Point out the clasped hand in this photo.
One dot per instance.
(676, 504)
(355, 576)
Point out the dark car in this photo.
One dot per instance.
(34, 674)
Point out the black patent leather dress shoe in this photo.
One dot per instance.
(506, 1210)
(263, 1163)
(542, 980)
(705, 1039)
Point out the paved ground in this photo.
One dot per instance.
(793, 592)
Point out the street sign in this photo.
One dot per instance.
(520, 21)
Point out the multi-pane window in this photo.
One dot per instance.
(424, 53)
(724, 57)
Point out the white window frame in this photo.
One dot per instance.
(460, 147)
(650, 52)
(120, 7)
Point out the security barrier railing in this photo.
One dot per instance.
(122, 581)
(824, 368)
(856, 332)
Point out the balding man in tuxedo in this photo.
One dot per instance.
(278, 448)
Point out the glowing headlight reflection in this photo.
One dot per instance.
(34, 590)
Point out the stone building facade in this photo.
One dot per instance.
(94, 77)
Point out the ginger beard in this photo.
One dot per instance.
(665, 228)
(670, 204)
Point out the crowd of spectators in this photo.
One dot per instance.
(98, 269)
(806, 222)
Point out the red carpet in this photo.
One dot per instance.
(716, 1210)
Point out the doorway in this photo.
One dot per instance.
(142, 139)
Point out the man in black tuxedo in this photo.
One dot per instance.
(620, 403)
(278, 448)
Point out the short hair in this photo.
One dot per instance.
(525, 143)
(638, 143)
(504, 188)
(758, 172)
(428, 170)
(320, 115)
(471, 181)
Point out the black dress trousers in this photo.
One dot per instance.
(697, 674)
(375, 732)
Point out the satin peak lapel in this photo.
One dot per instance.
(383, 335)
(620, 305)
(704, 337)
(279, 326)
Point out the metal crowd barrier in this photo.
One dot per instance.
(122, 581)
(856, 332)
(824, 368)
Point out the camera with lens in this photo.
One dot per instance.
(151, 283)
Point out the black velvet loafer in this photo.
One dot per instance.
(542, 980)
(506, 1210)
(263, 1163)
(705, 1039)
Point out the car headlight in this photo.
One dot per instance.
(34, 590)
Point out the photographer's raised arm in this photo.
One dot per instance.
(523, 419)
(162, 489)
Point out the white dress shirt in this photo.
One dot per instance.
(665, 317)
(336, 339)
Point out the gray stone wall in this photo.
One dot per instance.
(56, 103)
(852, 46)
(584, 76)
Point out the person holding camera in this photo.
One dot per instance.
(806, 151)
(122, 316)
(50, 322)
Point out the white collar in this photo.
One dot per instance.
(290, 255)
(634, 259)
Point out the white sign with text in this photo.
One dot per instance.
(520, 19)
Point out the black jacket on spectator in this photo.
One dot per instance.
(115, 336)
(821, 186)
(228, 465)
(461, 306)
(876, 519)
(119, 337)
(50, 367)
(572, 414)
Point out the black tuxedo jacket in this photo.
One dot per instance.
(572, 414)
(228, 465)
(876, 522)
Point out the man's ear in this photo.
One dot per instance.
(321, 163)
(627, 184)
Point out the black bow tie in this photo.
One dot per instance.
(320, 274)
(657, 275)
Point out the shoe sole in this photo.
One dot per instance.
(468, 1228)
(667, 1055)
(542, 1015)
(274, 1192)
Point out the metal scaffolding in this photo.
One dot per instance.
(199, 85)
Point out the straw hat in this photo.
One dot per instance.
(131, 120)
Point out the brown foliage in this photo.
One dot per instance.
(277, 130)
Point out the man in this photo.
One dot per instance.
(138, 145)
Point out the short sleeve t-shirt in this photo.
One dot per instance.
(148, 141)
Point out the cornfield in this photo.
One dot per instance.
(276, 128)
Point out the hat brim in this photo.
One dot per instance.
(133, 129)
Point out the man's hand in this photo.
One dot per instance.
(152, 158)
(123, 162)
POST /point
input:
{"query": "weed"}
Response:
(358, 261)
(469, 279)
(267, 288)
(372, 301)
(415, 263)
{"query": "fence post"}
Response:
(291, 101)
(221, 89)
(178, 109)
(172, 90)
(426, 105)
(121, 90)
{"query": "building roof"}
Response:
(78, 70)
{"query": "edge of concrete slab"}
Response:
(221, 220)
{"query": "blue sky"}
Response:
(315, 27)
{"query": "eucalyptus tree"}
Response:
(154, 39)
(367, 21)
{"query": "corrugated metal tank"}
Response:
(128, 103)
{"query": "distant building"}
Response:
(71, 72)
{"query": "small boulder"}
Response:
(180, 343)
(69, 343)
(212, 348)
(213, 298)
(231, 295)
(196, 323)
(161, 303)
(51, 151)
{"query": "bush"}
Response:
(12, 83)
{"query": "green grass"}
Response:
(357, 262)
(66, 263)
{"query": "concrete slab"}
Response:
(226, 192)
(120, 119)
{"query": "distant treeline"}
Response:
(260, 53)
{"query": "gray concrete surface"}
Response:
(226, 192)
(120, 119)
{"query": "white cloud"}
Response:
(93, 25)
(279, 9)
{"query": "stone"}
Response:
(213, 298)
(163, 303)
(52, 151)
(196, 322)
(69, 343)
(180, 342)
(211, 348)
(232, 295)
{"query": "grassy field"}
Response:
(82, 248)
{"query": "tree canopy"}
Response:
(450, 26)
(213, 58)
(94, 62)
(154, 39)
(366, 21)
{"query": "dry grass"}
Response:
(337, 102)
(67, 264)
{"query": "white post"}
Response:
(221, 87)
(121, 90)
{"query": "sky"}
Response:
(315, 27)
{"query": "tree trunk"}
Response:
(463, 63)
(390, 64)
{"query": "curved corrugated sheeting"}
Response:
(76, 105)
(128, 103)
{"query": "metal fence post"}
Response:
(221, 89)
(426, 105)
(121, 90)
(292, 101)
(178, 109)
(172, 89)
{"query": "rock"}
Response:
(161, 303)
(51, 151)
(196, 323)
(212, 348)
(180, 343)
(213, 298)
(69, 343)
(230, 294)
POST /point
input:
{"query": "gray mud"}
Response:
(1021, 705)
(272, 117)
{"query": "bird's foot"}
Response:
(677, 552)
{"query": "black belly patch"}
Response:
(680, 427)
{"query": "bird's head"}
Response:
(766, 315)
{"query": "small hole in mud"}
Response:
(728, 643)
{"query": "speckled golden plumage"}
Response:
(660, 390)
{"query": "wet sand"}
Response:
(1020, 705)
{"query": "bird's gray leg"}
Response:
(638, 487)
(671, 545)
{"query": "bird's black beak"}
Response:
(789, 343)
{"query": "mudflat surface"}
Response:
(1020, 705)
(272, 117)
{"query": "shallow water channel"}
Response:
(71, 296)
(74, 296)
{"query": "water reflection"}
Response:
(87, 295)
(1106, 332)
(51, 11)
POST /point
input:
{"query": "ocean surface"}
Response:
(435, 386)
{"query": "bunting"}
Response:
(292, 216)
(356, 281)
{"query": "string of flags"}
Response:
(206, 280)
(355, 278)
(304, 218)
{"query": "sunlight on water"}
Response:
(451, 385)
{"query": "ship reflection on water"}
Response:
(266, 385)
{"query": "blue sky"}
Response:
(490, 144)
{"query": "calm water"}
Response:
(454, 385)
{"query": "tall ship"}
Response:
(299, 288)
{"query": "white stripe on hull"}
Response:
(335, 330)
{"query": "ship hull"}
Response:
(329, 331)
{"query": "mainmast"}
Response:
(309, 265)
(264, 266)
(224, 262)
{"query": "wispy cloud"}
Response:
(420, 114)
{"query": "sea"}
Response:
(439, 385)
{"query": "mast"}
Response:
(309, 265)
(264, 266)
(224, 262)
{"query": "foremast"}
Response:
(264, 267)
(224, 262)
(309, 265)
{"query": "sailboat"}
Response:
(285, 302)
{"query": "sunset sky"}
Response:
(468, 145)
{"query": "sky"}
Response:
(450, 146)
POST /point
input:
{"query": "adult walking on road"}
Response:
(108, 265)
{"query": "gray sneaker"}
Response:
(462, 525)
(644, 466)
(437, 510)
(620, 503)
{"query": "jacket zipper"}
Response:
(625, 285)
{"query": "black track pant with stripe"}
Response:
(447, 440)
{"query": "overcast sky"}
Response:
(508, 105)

**SHORT EXERCISE:** Your task is to transcribe the line containing "track pant with" and every line after it, through the last line of the data, exactly as written and with nothing more.

**OUTPUT FOR THIS TASK:**
{"query": "black track pant with stripe"}
Response:
(447, 440)
{"query": "overcast sky"}
Response:
(508, 105)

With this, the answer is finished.